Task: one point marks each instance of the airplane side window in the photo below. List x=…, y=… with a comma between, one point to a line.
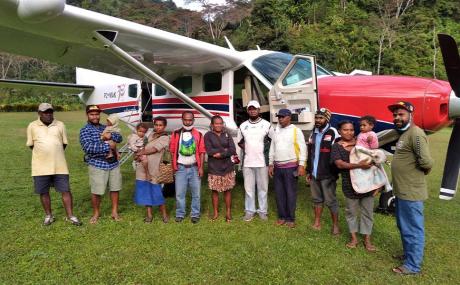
x=212, y=82
x=184, y=84
x=132, y=90
x=300, y=72
x=159, y=90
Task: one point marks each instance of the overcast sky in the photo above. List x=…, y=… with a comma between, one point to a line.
x=195, y=6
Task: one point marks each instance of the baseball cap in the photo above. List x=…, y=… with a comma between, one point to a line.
x=93, y=108
x=401, y=105
x=45, y=106
x=283, y=113
x=254, y=104
x=325, y=113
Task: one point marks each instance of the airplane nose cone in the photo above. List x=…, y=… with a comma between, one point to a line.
x=454, y=106
x=33, y=11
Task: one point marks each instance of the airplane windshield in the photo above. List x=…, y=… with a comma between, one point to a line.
x=272, y=65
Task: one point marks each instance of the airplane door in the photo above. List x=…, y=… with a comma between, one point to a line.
x=146, y=102
x=296, y=90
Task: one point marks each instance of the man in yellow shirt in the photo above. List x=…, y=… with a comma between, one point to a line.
x=47, y=138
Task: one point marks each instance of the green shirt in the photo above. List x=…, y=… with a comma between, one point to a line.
x=410, y=161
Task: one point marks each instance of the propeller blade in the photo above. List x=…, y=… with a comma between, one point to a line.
x=452, y=165
x=451, y=59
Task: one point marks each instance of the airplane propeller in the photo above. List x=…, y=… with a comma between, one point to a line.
x=451, y=59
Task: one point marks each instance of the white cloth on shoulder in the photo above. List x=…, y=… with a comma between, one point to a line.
x=366, y=180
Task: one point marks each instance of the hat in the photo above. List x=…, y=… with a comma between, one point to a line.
x=325, y=113
x=45, y=106
x=254, y=104
x=93, y=108
x=283, y=113
x=401, y=105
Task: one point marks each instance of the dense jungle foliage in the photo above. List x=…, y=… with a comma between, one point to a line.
x=382, y=36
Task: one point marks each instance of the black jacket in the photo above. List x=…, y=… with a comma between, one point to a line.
x=325, y=168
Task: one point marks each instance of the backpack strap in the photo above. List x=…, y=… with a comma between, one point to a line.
x=296, y=145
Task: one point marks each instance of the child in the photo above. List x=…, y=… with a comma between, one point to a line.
x=111, y=127
x=366, y=149
x=136, y=143
x=367, y=138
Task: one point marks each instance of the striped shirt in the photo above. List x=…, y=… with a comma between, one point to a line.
x=96, y=149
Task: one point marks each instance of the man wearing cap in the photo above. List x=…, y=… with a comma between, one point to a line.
x=47, y=138
x=254, y=136
x=411, y=162
x=321, y=173
x=101, y=171
x=287, y=157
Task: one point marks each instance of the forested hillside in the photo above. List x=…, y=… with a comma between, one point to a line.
x=382, y=36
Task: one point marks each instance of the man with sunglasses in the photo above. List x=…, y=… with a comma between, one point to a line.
x=47, y=138
x=287, y=158
x=321, y=174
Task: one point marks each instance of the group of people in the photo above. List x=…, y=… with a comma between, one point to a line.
x=280, y=152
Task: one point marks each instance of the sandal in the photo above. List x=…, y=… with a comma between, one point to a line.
x=400, y=257
x=94, y=220
x=352, y=245
x=370, y=247
x=402, y=270
x=116, y=218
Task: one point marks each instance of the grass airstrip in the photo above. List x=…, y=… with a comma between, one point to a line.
x=131, y=252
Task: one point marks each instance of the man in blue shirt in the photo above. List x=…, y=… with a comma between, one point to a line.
x=321, y=174
x=101, y=170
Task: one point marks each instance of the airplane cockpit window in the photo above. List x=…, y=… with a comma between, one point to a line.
x=159, y=90
x=299, y=73
x=212, y=82
x=272, y=65
x=184, y=84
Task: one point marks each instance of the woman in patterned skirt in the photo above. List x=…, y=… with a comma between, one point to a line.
x=221, y=172
x=148, y=192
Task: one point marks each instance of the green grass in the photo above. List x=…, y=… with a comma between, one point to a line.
x=131, y=252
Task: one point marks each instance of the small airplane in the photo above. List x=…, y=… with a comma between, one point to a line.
x=140, y=72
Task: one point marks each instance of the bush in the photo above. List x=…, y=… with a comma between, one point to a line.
x=33, y=107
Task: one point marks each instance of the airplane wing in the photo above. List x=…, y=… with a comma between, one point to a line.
x=65, y=88
x=61, y=33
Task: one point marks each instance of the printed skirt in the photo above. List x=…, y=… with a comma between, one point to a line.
x=148, y=194
x=221, y=183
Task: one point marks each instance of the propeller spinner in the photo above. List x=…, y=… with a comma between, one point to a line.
x=451, y=59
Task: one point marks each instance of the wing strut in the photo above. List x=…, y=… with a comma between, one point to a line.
x=143, y=70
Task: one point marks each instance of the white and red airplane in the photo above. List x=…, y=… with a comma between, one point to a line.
x=140, y=72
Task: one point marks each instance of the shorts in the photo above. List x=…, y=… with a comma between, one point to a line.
x=98, y=179
x=60, y=182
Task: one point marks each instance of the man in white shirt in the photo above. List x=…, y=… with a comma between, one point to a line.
x=287, y=159
x=253, y=137
x=47, y=138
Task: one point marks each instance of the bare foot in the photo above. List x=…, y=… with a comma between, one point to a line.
x=369, y=246
x=94, y=220
x=335, y=230
x=352, y=244
x=316, y=226
x=116, y=217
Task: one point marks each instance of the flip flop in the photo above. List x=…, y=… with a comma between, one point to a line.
x=370, y=247
x=116, y=218
x=402, y=270
x=352, y=245
x=93, y=220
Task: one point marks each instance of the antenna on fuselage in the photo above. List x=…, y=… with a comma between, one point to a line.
x=230, y=46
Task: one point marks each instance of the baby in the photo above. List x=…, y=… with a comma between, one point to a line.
x=111, y=127
x=367, y=138
x=137, y=143
x=366, y=149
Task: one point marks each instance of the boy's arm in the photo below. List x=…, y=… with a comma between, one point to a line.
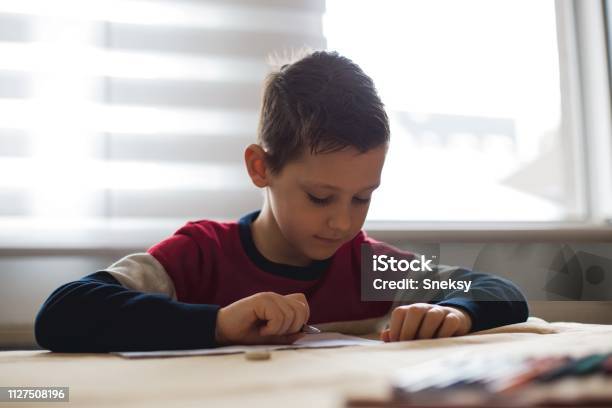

| EXERCISE DESCRIPTION |
What is needed is an exact copy of the entries, without any images.

| RESULT |
Task: one point marks each instance of the airplane side window in the photo below. List x=…, y=… with a comma between, one point to a line.
x=212, y=82
x=184, y=84
x=132, y=90
x=300, y=72
x=159, y=90
Task: one point marks each instance of the overcast sky in the photo above. List x=…, y=… with a comma between, one point to a line.
x=195, y=6
Task: one point marks each instance of the baseball cap in the photo above. List x=…, y=… with a comma between, one point to a line.
x=93, y=108
x=401, y=105
x=45, y=106
x=283, y=113
x=254, y=104
x=325, y=113
Task: one point marks each instance of the airplane nose cone in the photo above. List x=…, y=… with a comma between, one point to a line.
x=454, y=106
x=33, y=11
Task: one point marks each instance of the airplane windshield in the photo above. List x=…, y=… with a comma between, one point to a line.
x=272, y=65
Task: one point marks each instance of the airplane door in the photo above. List x=…, y=… with a comma between, one point to a line.
x=146, y=102
x=296, y=90
Task: one point marks each instance of the man in yellow shirt in the photo above. List x=…, y=… with a comma between, one point to a line.
x=47, y=138
Task: one point marks each instance of the green shirt in the photo above. List x=…, y=… with a comma between, one point to a line.
x=410, y=161
Task: one point marks each instance of the propeller blade in the photo above. List x=…, y=… with a comma between, one point to a line.
x=452, y=165
x=451, y=59
Task: one point marks each instance of the airplane propeller in the photo above. List x=…, y=… with a comma between, one point to a line.
x=451, y=59
Task: one point marks each instance of the white cloth on shoulder in the photo above. List x=…, y=… with a comma between, one point to a line.
x=366, y=180
Task: one point marks each instance of the hat in the photo above. List x=…, y=… with a comma between, one point to a line.
x=325, y=113
x=45, y=106
x=254, y=104
x=93, y=108
x=283, y=113
x=401, y=105
Task: one point marks each instance of the dense jungle foliage in the photo above. List x=…, y=… with a comma between, one point to a line.
x=382, y=36
Task: one point marks each instance of the black jacket in the photo above. List x=…, y=… with a comma between, one point to a line.
x=325, y=168
Task: one point marks each instance of the backpack strap in the photo above. List x=…, y=… with a comma between, one point to a line.
x=296, y=145
Task: one point marks each instance of the child in the photo above. List x=…, y=… with a comma between, one point to a line.
x=111, y=127
x=366, y=149
x=136, y=143
x=367, y=138
Task: one point marks each instance of the striped shirt in the photo above. List x=…, y=… with a comma between, one point to a line.
x=96, y=149
Task: one point marks each instance of the man wearing cap in the photo above. List x=…, y=… with a comma between, one point to a line.
x=47, y=138
x=254, y=136
x=411, y=162
x=321, y=173
x=101, y=171
x=287, y=157
Task: one point marks each instance of the forested hillside in the photo above. List x=…, y=… with a comma between, one point to a line.
x=382, y=36
Task: one point marks each instance of the man with sunglasses in the photo above. List x=…, y=… with a comma between, one point to a line.
x=47, y=138
x=287, y=158
x=321, y=174
Task: one point marks each instance of the group of people in the photo above. List x=…, y=… with a comma between, one point to a line.
x=280, y=152
Task: one point marks each instance of the sandal in the photo above. List x=…, y=… with a comma between, one point to a line.
x=400, y=257
x=94, y=220
x=352, y=245
x=370, y=247
x=402, y=270
x=116, y=218
Task: one point marks each instance of the grass airstrip in the photo above. List x=…, y=… with a comma between, one point to a line.
x=131, y=252
Task: one point marks each instance of the man in blue shirt in the photo above. List x=…, y=… with a comma between, one point to a line.
x=321, y=174
x=101, y=170
Task: one point marks each instance of the airplane cockpit window in the photo above. List x=…, y=… with a comma between, one point to a line.
x=159, y=90
x=299, y=73
x=212, y=82
x=272, y=65
x=184, y=84
Task: one point marks each instance of the woman in patterned skirt in the photo above. List x=…, y=… with a comma between, one point to a line.
x=221, y=172
x=148, y=192
Task: one point marks each instance of the green grass in the photo above. List x=…, y=… with a comma between, one point to a line.
x=131, y=252
Task: one point marks each instance of the small airplane in the photo above. List x=…, y=… with a comma between, one point to a line.
x=140, y=72
Task: one point marks each instance of the bush in the photo above. List x=…, y=… with a comma between, one point to a line.
x=33, y=107
Task: one point marks each instance of the airplane wing in the photo above. List x=…, y=… with a comma between, one point to a line.
x=65, y=88
x=61, y=33
Task: one point marks each instance of the printed skirt in the photo above. List x=…, y=… with a comma between, one point to a line.
x=148, y=194
x=221, y=183
Task: one point marks each instance of the propeller spinner in the photo above. List x=…, y=… with a comma between, one point to a line.
x=451, y=59
Task: one point marks each instance of the wing strut in the photo above. List x=…, y=… with a comma between, one point to a line.
x=143, y=70
Task: one point marks each instance of the white and red airplane in the photo above. List x=…, y=… with a comma between, one point to a line.
x=140, y=72
Task: one point marks each instance of the shorts in the photo above. List x=…, y=… with a comma between, one point to a line.
x=98, y=179
x=60, y=182
Task: one point marks each instance of the man in white shirt in the photo above. List x=…, y=… with a comma between, one point to a line.
x=287, y=159
x=253, y=137
x=47, y=138
Task: one point marks each instance of the bare foot in the photo above. List x=…, y=… with a comma between, one point to a line.
x=369, y=246
x=94, y=220
x=335, y=230
x=352, y=244
x=316, y=226
x=116, y=217
Task: one point marks each instance of the flip flop in the photo above. List x=…, y=… with a comma between, one point to a line.
x=370, y=247
x=116, y=218
x=402, y=270
x=352, y=245
x=93, y=220
Task: one point marks each instance of the antenna on fuselage in the photo above. List x=…, y=… with a comma between, one point to a line.
x=230, y=46
Task: one point marks each instance of the baby in the photo above. List x=…, y=… with a comma between, one point to a line.
x=111, y=127
x=367, y=138
x=137, y=143
x=366, y=149
Task: one point marks each instance of the boy's arm in the photo below. List x=…, y=… with a comma between, one point to a line.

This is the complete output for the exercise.